▸ **What you are asked to do**:
Write out the data below word for word, from its first line through the line containing "784,451,865,545", including both.
####
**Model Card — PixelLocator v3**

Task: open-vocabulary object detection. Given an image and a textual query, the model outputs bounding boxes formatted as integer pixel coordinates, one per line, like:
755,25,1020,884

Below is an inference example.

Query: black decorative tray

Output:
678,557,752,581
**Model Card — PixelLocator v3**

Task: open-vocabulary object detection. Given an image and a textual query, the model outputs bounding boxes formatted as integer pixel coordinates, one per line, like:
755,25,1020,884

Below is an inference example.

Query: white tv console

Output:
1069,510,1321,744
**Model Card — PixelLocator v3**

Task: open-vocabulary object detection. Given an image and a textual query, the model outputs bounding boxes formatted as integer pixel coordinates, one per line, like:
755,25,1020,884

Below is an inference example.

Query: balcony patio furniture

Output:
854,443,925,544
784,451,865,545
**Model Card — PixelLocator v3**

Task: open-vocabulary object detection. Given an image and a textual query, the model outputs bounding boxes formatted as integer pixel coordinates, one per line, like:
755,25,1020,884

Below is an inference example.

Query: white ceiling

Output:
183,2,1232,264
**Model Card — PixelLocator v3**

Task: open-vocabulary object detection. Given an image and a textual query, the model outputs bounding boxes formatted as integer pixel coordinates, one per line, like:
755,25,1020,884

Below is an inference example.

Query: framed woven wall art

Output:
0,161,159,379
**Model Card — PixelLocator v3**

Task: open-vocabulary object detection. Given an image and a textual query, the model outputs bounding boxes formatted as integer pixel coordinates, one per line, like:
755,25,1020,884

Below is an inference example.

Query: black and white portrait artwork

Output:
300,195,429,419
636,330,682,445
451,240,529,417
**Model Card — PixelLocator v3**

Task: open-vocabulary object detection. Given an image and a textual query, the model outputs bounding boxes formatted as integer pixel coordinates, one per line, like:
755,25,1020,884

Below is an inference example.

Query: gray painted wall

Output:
####
▸ **Exercise solution**:
**Model Card — PixelLocator v3**

Task: open-vocabulary object detection. Given an image and a textual query, the model outputs bounding boxes formatted as integer pixel coordinates, one per line, like:
755,25,1020,884

Below is an inference example.

Query: black decorative tray

Output:
678,557,752,581
**Model Card — PixelLocator v3**

Task: open-vocabulary object detection. Given an image and a textual query, the model outputs bounding boxes formatted as integer pixel coordinates, one per line, like:
755,25,1020,884

Below is an inference example.

Query: white tv console

Output:
1069,510,1321,744
**Model Card — PixelLocator v3**

Task: open-vocabulary object detection. Given an image and a textual query, the model outputs bounding boxes formatted as integer pixel coordinates, one per line, like:
755,25,1020,884

Below is an inference example.

Query: balcony patio furniture

Output:
854,443,925,544
784,451,865,545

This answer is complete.